Excerto:
□ □ □

Um grande vulto que desaparece

“A morte do eminente estadista português António José de Almeida, ocorrida em fins da semana última, repercutiu dolorosamente na alma brasileira, por isso que o grande morto – figura inconfundível de revolucionário, de médico, de orador – era para os Brasileiros um vulto quase familiar: era um “cidadão carioca”, título que lhe foi conferido quando da sua honrosa visita, na qualidade de Presidente de Portugal, ao Brasil. Homenageando a memória do grande morto, reproduzimos nesta página dupla alguns aspectos fotográficos tirados há sete anos, quando da visita de António José de Almeida ao Rio de Janeiro, publicando em outro lugar a nota de redacção sobre o pensamento do eminente estadista.

 ***
“Com a morte do Dr. António José de Almeida, perdeu Portugal uma das figuras mais belas, mais luminosas da sua Política. E a nobre língua de Camões e de Eça de Queiroz – do poeta genial e do artista perfeito – apagou-se numa das suas mais altas fulgurações, num dos seus surtos solares de maior esplendor verbal . Porque se extinguiu para sempre o fogo estelar daquela voz e o turbilhão de ouro daquele espírito. Quem quer que o ouvisse sentia o fascínio do milagre. O talento é chama, o génio é incêndio criador de mundo e é dele que nasce a harmonia das coisas – na frase divina de Pitágoras.

Os fins do século XIX, que assistiram aos últimos esplêndidos crepúsculos da palavra arrebatadora de Emílio Castelar, na Espanha, iluminaram-se de súbito com a oratória flamejante do moço português que, ainda envolto no mistério da sua capa negra de “Coimbra Doutora”, lançava já no silêncio das multidões atónitas o gesto da fascinação maravilhosa e o sortilégio delicioso das imagens resplandecentes.

Aos vinte e quatro anos, surgiu António José dos bancos obscuros de estudante para a batalha, para a epopeia da Inteligência. A imprensa e a tribuna foram o seu largo campo de acção. Portugal lentamente despertava, a sua alma iluminava-se de princípios novos, de ideias novas. E António José ia ser o orador jovem, capaz de traduzir vigorosamente as aspirações e transformações da sua pátria. Ele aparecia assim, na agitação intelectual e social do país, como um renovador, um perdulário de ideias, um semeador de valores espirituais.

Revestido do fulgor da sua palavra como de uma armadura de aço faiscante – era ela o apóstolo do povo, o cavaleiro iluminado das multidões sem voz e sem defesa; e quando subia à tribuna, envolto numa auréola de predestinado, era como se realmente na sua voz se acendessem todas as vozes obscuras da pátria, todas as angústias anónimas do povo.

□ □ □

Dados de origem:

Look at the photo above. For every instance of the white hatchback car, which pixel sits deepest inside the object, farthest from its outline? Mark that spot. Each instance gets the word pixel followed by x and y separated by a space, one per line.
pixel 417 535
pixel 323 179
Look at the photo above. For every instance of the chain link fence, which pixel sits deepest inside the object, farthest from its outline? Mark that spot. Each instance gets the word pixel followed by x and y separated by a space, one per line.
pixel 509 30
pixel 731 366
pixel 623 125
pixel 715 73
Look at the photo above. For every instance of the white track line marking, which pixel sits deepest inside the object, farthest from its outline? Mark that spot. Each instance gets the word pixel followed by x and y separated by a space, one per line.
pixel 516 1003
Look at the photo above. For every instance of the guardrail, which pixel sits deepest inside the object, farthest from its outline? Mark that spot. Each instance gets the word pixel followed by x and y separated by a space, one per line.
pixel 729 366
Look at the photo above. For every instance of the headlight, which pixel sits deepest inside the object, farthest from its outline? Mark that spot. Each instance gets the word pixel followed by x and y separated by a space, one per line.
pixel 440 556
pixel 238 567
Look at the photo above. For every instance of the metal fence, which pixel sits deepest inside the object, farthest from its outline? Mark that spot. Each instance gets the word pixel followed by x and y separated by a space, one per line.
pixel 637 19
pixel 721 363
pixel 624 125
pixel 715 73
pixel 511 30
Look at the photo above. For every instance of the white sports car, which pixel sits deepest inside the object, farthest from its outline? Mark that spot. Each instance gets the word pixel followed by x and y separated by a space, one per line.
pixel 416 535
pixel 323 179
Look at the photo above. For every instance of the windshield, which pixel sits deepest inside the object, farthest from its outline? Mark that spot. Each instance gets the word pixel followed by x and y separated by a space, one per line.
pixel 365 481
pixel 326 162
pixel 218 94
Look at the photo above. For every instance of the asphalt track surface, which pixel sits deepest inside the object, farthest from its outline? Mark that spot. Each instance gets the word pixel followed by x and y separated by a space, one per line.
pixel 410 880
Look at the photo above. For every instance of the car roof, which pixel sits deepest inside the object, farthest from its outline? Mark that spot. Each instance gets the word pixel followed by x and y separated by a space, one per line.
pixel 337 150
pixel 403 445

□ □ □

Copie do excerto, sem qualquer alteração, tudo desde "Aos vinte e" até "anónimas do povo.".

Aos vinte e quatro anos, surgiu António José dos bancos obscuros de estudante para a batalha, para a epopeia da Inteligência. A imprensa e a tribuna foram o seu largo campo de acção. Portugal lentamente despertava, a sua alma iluminava-se de princípios novos, de ideias novas. E António José ia ser o orador jovem, capaz de traduzir vigorosamente as aspirações e transformações da sua pátria. Ele aparecia assim, na agitação intelectual e social do país, como um renovador, um perdulário de ideias, um semeador de valores espirituais.

Revestido do fulgor da sua palavra como de uma armadura de aço faiscante – era ela o apóstolo do povo, o cavaleiro iluminado das multidões sem voz e sem defesa; e quando subia à tribuna, envolto numa auréola de predestinado, era como se realmente na sua voz se acendessem todas as vozes obscuras da pátria, todas as angústias anónimas do povo.